Rewrite the lines of the listing from the one containing "notation: point(96, 365)." through the one containing "point(62, 142)", inclusive, replacing "wooden beam" with "timber beam" and leaving everything else unchanged.

Stored dataset listing:
━━━━━━━━
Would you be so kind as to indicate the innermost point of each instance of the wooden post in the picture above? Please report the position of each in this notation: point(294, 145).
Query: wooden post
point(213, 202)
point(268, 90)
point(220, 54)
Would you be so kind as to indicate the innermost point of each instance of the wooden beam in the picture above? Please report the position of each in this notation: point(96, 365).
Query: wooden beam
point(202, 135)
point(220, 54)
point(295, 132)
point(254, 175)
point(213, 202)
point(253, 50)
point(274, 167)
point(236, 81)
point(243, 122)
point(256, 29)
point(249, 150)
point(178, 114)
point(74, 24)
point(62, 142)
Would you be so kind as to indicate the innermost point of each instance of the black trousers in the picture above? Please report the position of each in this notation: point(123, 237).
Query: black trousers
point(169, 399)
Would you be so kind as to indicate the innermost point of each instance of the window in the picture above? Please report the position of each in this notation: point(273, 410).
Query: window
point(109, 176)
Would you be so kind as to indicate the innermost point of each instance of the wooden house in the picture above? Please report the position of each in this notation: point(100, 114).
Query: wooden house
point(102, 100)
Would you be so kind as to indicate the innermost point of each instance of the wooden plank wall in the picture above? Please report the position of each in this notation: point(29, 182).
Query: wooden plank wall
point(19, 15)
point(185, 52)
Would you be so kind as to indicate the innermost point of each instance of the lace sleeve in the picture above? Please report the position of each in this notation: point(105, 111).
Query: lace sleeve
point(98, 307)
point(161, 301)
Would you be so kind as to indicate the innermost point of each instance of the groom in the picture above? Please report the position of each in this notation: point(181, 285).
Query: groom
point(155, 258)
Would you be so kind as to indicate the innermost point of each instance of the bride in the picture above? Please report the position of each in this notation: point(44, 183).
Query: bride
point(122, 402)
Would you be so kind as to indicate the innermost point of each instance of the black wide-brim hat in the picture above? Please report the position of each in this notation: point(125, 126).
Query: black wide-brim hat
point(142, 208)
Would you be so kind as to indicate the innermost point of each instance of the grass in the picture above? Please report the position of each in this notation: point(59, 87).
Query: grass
━━━━━━━━
Solution for this task:
Would you be so kind as to indicate the innermost point of each instance of the timber beam in the picture above? Please report the position of each in this notation: point(96, 365).
Query: timber beam
point(202, 135)
point(220, 54)
point(295, 132)
point(254, 175)
point(213, 202)
point(253, 50)
point(274, 167)
point(236, 81)
point(243, 122)
point(256, 29)
point(249, 150)
point(178, 114)
point(74, 24)
point(62, 142)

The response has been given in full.